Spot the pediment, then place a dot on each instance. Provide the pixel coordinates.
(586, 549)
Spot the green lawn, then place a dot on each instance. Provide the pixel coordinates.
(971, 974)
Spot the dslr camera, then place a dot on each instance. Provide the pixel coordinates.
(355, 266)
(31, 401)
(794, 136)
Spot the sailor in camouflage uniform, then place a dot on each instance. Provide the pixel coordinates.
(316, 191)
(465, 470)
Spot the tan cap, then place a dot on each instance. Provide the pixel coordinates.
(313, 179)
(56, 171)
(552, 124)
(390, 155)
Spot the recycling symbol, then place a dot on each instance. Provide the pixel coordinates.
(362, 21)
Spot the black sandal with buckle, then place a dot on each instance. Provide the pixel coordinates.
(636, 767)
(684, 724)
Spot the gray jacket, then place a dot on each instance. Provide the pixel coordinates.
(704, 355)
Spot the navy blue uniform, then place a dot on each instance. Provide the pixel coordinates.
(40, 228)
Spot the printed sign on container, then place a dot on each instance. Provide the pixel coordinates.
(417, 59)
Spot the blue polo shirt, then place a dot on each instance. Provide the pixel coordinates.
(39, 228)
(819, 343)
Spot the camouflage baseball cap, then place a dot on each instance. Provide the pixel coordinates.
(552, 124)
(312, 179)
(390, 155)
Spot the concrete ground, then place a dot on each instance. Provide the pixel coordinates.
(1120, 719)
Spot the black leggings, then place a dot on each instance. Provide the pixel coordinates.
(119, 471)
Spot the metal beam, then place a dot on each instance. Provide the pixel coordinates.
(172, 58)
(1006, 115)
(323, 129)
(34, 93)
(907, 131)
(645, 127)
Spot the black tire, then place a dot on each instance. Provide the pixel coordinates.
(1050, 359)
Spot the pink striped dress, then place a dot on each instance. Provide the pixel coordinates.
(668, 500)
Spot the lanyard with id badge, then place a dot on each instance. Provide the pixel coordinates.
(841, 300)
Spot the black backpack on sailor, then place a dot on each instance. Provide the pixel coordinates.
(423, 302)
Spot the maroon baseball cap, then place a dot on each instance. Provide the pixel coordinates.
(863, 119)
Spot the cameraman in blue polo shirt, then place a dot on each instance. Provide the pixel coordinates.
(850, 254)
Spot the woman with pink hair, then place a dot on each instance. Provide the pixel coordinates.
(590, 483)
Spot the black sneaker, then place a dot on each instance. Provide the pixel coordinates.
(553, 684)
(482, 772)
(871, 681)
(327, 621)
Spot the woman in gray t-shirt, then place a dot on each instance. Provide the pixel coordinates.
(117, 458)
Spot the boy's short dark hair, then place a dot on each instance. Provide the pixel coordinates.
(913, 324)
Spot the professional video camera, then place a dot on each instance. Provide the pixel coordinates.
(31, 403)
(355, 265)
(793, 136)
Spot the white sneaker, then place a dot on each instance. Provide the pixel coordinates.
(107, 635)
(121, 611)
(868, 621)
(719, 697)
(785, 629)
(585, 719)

Your instructions: Exactly the lines from the one containing "Spot the professional" through the last line of the records are to be transcribed, both endpoints included.

Solved exercise:
Spot the professional video camera, then place a dot on each instance. Provide the pixel coordinates.
(31, 403)
(355, 265)
(793, 136)
Spot the white sneaker, then place a dot on each instance. Provide the pixel coordinates.
(107, 635)
(121, 611)
(868, 621)
(719, 697)
(785, 629)
(585, 719)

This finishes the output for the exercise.